Word for word, retype every line of the data.

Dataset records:
• • • •
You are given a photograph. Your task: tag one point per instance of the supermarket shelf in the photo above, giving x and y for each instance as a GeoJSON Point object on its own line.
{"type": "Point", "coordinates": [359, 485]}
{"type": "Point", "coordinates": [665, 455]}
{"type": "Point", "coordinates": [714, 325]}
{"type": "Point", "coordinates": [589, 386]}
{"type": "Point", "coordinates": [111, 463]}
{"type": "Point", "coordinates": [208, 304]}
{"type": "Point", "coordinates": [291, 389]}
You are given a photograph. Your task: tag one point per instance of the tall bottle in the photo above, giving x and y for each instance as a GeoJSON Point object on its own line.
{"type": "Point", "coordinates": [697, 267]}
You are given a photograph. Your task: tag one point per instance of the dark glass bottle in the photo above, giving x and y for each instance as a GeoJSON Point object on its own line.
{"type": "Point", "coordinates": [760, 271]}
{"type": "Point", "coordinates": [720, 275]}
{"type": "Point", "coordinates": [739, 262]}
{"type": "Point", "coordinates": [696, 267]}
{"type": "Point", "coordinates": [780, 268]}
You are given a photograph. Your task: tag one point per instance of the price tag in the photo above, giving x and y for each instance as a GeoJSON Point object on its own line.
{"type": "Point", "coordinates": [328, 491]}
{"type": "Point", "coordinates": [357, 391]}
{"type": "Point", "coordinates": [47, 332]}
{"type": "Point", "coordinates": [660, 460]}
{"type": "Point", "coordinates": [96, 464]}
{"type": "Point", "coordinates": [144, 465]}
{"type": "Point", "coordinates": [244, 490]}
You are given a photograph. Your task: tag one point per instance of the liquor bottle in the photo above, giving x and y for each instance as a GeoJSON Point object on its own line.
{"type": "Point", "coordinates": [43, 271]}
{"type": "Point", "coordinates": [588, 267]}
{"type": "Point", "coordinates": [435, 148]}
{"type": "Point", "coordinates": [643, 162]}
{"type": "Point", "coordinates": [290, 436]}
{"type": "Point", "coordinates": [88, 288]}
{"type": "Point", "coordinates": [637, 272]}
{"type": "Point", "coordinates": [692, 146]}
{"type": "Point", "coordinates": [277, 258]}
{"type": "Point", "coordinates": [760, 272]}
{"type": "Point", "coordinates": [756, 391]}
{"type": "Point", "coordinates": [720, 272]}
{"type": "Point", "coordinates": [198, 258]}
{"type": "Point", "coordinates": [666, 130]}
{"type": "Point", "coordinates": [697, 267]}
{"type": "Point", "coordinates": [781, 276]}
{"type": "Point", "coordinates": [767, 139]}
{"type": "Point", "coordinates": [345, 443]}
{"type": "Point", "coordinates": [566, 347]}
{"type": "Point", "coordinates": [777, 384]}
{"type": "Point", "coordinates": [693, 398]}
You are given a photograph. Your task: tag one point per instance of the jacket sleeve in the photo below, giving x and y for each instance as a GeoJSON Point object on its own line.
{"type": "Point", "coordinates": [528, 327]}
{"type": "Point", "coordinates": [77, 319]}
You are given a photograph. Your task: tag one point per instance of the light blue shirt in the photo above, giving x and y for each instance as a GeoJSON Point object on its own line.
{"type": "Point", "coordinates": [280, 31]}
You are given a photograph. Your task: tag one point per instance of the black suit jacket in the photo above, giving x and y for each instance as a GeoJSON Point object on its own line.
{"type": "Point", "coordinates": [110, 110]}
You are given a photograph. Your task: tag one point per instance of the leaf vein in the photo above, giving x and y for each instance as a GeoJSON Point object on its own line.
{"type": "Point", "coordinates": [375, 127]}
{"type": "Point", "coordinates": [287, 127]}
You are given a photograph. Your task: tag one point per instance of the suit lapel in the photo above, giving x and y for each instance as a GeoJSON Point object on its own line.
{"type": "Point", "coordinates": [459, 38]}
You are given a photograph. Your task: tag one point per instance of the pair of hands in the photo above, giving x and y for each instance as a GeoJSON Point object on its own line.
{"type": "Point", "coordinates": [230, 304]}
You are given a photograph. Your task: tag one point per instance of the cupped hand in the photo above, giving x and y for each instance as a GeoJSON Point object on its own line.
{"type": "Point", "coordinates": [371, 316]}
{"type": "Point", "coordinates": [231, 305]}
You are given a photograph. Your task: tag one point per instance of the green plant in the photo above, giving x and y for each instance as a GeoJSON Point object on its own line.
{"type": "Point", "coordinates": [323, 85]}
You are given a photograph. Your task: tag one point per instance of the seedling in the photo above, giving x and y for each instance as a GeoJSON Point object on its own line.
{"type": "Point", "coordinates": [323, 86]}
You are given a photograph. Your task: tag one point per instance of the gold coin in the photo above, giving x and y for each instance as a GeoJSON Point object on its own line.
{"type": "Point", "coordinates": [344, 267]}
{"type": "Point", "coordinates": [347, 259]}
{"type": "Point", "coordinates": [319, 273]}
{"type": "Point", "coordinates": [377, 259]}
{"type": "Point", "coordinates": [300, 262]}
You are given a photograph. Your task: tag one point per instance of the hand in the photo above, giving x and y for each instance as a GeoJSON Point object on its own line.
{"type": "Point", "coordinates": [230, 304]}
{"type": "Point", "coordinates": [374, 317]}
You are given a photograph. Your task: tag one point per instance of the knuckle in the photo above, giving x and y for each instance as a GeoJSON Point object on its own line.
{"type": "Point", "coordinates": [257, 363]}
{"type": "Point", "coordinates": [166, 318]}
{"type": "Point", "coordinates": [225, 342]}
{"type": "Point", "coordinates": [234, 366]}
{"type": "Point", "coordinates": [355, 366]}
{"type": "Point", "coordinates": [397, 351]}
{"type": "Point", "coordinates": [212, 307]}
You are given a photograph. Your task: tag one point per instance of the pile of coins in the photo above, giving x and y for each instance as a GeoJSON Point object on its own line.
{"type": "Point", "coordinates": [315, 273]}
• • • •
§ PROBLEM SOLUTION:
You are given a photograph. Your task: tag one point per instance of the supermarket shelf in the photo above, giving x and y for each instance as a GeoJSON Point object on its own line.
{"type": "Point", "coordinates": [359, 485]}
{"type": "Point", "coordinates": [665, 455]}
{"type": "Point", "coordinates": [714, 325]}
{"type": "Point", "coordinates": [589, 386]}
{"type": "Point", "coordinates": [111, 463]}
{"type": "Point", "coordinates": [208, 304]}
{"type": "Point", "coordinates": [291, 389]}
You are given a photograph. Your task: tag one point per instance of the tall bottle in the photo above, giving x and y for each instance as a GeoJSON Point object on its own line.
{"type": "Point", "coordinates": [697, 267]}
You are given a photograph. Your task: tag one point per instance of the dark glass bottle in the photo above, giving x and y for each instance as a GeoJSON Point object on its own line.
{"type": "Point", "coordinates": [760, 271]}
{"type": "Point", "coordinates": [720, 275]}
{"type": "Point", "coordinates": [739, 262]}
{"type": "Point", "coordinates": [696, 267]}
{"type": "Point", "coordinates": [780, 268]}
You are given a photograph. Your task: tag one point per instance of the price tag in the photo above, giving x and y for each instance as a GeoJSON Point object on its own line.
{"type": "Point", "coordinates": [328, 491]}
{"type": "Point", "coordinates": [357, 391]}
{"type": "Point", "coordinates": [47, 332]}
{"type": "Point", "coordinates": [660, 460]}
{"type": "Point", "coordinates": [96, 464]}
{"type": "Point", "coordinates": [144, 465]}
{"type": "Point", "coordinates": [244, 490]}
You are given a photograph. Your task: tag one point per instance of the liquor bottle in the photo above, giving x and y for each instance as a GeoJSON Point object on its own line.
{"type": "Point", "coordinates": [43, 271]}
{"type": "Point", "coordinates": [588, 267]}
{"type": "Point", "coordinates": [435, 148]}
{"type": "Point", "coordinates": [643, 162]}
{"type": "Point", "coordinates": [290, 436]}
{"type": "Point", "coordinates": [88, 288]}
{"type": "Point", "coordinates": [637, 272]}
{"type": "Point", "coordinates": [692, 146]}
{"type": "Point", "coordinates": [277, 258]}
{"type": "Point", "coordinates": [760, 272]}
{"type": "Point", "coordinates": [756, 391]}
{"type": "Point", "coordinates": [720, 272]}
{"type": "Point", "coordinates": [198, 258]}
{"type": "Point", "coordinates": [666, 130]}
{"type": "Point", "coordinates": [697, 267]}
{"type": "Point", "coordinates": [781, 276]}
{"type": "Point", "coordinates": [767, 139]}
{"type": "Point", "coordinates": [345, 443]}
{"type": "Point", "coordinates": [566, 347]}
{"type": "Point", "coordinates": [777, 384]}
{"type": "Point", "coordinates": [693, 398]}
You are given a photograph. Your task: tag one point per instance of the jacket sleeve in the photo below, giving x and y for each instance as a GeoJSON Point object on its own line.
{"type": "Point", "coordinates": [528, 327]}
{"type": "Point", "coordinates": [77, 319]}
You are given a photograph. Your task: tag one point per instance of the light blue shirt in the photo above, giving x and y for each instance as a GeoJSON Point object on its own line.
{"type": "Point", "coordinates": [280, 31]}
You are given a photograph. Your task: tag one point per instance of the black suit jacket in the photo above, giving x and y for each instance as a GeoJSON Point object on its own line.
{"type": "Point", "coordinates": [110, 110]}
You are given a photograph. Your task: tag one point per instance of the leaf vein in the photo above, giving x and y for each instance as a GeoJSON Point object on its own line.
{"type": "Point", "coordinates": [375, 127]}
{"type": "Point", "coordinates": [287, 127]}
You are given a photograph. Your task: tag one point per instance of the suit lapel in the photo above, giving x and y for each instance as a GeoJSON Point object on its own line.
{"type": "Point", "coordinates": [459, 38]}
You are given a photograph. Your task: tag one point per instance of the pair of hands in the photo above, giving x and y for each instance as a GeoJSON Point object on its own line.
{"type": "Point", "coordinates": [230, 304]}
You are given a photograph. Your task: tag one point per instance of the cupped hand in the photo above, giving x and y for each instance as a GeoJSON Point object on its own line.
{"type": "Point", "coordinates": [371, 316]}
{"type": "Point", "coordinates": [231, 305]}
You are given a photograph. Your task: tag one point per instance of the green plant in the photo above, giving x and y for each instance as a GeoJSON Point object on its own line.
{"type": "Point", "coordinates": [323, 85]}
You are given a photograph. Your task: tag one point per instance of the seedling in the photo above, giving x and y for each instance as a GeoJSON Point object on its own line.
{"type": "Point", "coordinates": [323, 86]}
You are given a photograph. Your task: tag one point per instance of the gold coin in the photo above, giving x and y for each instance as a GeoJSON Point object on its own line.
{"type": "Point", "coordinates": [344, 267]}
{"type": "Point", "coordinates": [347, 259]}
{"type": "Point", "coordinates": [319, 273]}
{"type": "Point", "coordinates": [377, 259]}
{"type": "Point", "coordinates": [300, 262]}
You are given a photograph. Your task: tag one point per instance of the hand in the photo above, giving x and y for each instance as a GeoJSON Point object on its own line.
{"type": "Point", "coordinates": [230, 304]}
{"type": "Point", "coordinates": [374, 317]}
You are given a photograph. Your task: tag one point per instance of the knuckle in the photo above, giving x and y for each instance as a GeoJSON Point object on its own line.
{"type": "Point", "coordinates": [257, 363]}
{"type": "Point", "coordinates": [166, 318]}
{"type": "Point", "coordinates": [225, 342]}
{"type": "Point", "coordinates": [234, 366]}
{"type": "Point", "coordinates": [355, 366]}
{"type": "Point", "coordinates": [397, 351]}
{"type": "Point", "coordinates": [212, 307]}
You are given a photograph. Your task: tag one point per instance of the pile of coins in the photo above, giving x and y for each instance as a GeoJSON Point object on its own line.
{"type": "Point", "coordinates": [315, 273]}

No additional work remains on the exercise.